→ 任务要求
根据阅读文本回答下列问题,答案按相同标号逐行写出。
(a) MLDataLoader 以什么方式加载样本?
(b) 参数 batch_size 表示什么?
(c) to_sample_dataset 中 in_chunk_len 的默认值是多少?

→ 阅读文本
MLDataLoader支持可迭代类型的数据集,其会使用单进程批量加载样本,如果用户传入自定义的整合函数,则也会应用于每次迭代的小批量样本之上。
- 参数
dataset (SampleDataset) – 待构建的SampleDataset样本数据集。
batch_size (int) – 单次批量迭代的样本数。
collate_fn (Callable, optional) – 可选参数,用户自定义的应用于每个小批量样本的整合函数。
- class DataAdapter[源代码]
基类:
object深度/非深度时序模型的样本数据构建类,用于将TSDataset转换为SampleDataset样本数据集和DataLoader批量样本加载器。
- to_sample_dataset(rawdataset: TSDataset, in_chunk_len: int = 1, out_chunk_len: int = 0, skip_chunk_len: int = 0, sampling_stride: int = 1, fill_last_value: Optional[Union[floating, integer]] = None, time_window: Optional[Tuple[int, int]] = None) SampleDataset[源代码]
将 TSDataset 数据集转换为 SampleDataset 样本数据集。

→ 提取数据
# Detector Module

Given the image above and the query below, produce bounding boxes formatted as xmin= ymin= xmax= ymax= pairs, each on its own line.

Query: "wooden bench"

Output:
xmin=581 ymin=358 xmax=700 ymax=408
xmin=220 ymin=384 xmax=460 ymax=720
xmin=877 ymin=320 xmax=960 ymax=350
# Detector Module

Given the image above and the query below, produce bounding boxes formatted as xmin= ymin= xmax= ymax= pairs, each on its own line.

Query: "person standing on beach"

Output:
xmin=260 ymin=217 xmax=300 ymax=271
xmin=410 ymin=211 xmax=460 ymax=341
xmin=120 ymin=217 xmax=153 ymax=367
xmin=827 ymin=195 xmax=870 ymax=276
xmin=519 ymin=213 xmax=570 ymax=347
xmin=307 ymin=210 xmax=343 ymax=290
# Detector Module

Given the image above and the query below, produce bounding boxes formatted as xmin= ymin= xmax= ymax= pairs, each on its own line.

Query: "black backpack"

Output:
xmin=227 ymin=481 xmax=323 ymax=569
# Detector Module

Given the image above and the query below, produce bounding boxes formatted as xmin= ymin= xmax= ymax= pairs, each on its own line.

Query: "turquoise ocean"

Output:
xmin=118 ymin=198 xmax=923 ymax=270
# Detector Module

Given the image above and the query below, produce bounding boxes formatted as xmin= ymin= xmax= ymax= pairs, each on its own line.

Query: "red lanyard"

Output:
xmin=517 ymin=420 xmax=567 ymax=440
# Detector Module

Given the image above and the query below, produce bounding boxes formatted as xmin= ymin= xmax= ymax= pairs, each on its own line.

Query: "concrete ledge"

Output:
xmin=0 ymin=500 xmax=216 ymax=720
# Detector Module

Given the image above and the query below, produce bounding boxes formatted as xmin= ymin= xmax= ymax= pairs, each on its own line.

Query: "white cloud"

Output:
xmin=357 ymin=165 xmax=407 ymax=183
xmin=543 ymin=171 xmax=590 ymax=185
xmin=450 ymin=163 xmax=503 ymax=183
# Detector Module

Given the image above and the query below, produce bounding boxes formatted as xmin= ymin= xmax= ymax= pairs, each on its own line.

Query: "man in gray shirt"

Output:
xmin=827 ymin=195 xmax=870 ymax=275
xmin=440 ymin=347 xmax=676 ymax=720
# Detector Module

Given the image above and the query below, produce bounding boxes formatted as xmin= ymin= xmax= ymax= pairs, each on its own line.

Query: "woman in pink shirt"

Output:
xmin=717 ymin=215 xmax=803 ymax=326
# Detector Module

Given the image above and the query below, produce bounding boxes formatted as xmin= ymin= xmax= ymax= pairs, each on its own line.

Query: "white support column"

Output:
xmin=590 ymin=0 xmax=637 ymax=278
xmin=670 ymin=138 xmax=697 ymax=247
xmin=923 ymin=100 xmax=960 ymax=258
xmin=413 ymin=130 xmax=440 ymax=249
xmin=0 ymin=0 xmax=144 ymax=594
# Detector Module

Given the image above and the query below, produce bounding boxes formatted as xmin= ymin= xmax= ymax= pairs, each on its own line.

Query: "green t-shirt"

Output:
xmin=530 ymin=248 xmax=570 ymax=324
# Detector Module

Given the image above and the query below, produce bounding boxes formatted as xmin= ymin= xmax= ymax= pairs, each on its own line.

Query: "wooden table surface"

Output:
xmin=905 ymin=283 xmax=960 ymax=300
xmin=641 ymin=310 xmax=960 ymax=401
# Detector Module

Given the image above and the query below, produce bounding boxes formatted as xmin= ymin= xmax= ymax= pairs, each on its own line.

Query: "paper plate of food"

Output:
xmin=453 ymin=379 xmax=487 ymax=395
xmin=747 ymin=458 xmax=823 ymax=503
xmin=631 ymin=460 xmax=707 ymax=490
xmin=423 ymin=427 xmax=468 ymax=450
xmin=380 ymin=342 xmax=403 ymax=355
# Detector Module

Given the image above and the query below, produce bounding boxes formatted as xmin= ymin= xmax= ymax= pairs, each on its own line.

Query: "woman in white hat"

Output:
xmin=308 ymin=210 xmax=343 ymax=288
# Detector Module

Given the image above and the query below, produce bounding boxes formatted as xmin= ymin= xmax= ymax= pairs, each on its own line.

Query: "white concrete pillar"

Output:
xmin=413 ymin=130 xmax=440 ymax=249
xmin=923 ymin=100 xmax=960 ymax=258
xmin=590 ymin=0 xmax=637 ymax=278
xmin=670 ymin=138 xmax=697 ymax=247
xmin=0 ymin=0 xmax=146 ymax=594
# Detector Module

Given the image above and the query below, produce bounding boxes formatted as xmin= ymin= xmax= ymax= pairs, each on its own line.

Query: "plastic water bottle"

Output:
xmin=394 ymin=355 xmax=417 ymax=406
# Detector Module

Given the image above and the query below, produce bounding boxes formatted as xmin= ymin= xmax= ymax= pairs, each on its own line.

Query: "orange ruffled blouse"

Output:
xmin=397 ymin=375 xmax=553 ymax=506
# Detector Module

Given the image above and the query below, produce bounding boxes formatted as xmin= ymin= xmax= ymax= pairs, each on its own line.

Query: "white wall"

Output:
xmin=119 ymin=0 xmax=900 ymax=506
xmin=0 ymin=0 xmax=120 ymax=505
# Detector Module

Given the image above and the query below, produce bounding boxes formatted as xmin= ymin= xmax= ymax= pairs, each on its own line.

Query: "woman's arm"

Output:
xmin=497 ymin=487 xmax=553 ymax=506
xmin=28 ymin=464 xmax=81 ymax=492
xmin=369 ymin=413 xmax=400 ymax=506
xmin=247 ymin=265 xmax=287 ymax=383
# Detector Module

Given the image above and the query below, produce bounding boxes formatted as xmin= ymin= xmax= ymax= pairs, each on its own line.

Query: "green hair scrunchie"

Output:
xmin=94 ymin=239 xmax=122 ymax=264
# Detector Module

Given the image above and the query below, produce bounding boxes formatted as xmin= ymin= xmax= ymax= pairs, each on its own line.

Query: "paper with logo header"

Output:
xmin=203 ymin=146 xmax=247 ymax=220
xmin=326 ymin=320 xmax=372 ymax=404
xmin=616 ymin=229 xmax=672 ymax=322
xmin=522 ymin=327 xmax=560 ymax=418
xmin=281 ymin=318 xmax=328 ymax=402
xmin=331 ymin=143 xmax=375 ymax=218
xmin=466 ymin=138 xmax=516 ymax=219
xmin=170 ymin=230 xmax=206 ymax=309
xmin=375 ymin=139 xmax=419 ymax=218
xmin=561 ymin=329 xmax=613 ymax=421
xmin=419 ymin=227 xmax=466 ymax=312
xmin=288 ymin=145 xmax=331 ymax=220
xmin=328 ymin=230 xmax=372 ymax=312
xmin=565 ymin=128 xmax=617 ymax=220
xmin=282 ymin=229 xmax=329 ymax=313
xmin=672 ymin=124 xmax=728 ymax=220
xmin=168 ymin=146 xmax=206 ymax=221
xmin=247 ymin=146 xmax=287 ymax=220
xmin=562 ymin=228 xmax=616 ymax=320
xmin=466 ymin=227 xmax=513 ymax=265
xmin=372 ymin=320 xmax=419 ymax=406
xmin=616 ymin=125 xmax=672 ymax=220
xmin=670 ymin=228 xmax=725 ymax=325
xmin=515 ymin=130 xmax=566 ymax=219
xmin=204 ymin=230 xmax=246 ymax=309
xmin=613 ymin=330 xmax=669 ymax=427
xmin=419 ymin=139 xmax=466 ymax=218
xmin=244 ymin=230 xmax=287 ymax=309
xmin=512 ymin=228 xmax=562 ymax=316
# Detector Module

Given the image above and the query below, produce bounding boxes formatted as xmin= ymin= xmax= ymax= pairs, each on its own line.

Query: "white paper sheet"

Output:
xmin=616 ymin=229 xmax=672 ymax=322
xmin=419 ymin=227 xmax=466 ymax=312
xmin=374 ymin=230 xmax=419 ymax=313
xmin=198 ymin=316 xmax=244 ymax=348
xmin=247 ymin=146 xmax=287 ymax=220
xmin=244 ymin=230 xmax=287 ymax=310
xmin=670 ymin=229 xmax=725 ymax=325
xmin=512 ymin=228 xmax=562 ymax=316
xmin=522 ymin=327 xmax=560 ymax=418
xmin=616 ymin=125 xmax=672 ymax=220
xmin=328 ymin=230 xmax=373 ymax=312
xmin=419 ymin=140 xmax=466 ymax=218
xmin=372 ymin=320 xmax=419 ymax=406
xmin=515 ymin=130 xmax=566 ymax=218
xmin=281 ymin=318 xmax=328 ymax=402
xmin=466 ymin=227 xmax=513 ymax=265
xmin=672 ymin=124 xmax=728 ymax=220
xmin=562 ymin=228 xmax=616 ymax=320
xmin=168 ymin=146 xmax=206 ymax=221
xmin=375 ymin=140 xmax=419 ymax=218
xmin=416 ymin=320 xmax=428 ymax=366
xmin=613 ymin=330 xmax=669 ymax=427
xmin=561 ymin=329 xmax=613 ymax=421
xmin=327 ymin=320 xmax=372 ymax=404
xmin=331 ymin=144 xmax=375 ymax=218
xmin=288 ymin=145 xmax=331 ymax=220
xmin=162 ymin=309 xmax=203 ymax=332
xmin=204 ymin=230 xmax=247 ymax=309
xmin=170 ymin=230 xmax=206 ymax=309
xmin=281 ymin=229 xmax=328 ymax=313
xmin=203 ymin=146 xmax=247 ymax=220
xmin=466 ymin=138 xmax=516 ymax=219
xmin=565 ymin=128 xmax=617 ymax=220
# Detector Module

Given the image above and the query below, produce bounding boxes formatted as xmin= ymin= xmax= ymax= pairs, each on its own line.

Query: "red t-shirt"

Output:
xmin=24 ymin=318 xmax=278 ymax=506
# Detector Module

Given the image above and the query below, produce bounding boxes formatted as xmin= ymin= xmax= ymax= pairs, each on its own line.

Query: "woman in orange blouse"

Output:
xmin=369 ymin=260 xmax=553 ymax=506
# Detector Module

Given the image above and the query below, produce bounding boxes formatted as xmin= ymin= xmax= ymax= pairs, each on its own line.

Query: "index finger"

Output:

→ 练习答案
(a) MLDataLoader 使用单进程批量加载样本。
(b) batch_size 表示单次批量迭代的样本数。
(c) in_chunk_len 的默认值是 1。